[Set problem] Pull out every line in the records below that contains the string "woman", and copy each one unchanged.
-- start Data --
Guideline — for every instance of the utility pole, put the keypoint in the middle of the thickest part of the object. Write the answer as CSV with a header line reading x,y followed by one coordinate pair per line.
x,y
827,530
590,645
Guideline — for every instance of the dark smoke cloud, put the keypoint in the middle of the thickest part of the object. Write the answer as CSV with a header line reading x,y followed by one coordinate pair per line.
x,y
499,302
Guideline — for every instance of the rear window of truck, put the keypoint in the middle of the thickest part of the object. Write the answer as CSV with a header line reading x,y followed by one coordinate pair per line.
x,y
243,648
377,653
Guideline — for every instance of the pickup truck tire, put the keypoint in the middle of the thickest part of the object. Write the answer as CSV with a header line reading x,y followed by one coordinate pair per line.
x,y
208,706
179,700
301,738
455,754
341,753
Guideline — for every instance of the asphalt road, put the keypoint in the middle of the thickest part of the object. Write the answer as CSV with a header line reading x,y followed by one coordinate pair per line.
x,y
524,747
-- end Data --
-- start Data --
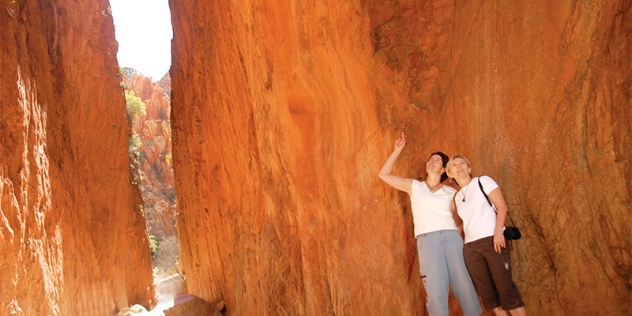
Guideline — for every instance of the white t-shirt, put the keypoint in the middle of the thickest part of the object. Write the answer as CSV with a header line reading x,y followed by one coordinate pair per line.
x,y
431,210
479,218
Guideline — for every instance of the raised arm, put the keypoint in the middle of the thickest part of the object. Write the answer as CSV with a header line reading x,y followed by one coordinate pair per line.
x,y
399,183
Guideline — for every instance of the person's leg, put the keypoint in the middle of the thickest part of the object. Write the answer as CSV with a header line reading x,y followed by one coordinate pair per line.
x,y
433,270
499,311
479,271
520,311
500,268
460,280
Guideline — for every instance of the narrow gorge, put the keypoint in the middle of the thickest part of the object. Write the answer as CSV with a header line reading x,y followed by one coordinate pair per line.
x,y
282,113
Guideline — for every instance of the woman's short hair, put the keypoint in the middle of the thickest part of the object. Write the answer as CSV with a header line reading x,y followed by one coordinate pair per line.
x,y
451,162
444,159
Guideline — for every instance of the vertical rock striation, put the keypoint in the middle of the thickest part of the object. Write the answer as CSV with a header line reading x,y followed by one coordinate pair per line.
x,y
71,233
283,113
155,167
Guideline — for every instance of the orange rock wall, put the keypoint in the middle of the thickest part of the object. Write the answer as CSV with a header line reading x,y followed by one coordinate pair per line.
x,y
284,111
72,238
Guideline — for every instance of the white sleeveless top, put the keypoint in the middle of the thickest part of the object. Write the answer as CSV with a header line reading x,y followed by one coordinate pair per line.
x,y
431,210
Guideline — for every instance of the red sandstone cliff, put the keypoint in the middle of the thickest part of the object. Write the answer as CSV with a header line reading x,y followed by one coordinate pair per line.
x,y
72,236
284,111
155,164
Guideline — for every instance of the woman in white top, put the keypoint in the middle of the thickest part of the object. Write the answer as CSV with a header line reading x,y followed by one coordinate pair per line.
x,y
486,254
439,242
-- end Data --
[Answer for this exercise]
Guideline — for every instance of the woman's short hair, put the keypoint in the middle of the thickest part of the object. Write the answer as CSV with a header line reading x,y followed by one coordinate pair per line.
Guideline — for every instance of the woman in white top, put the keypoint in the middle of the thickest part of the object. Write the answer as CSV with a header line reading x,y followed by one coordinate pair per line.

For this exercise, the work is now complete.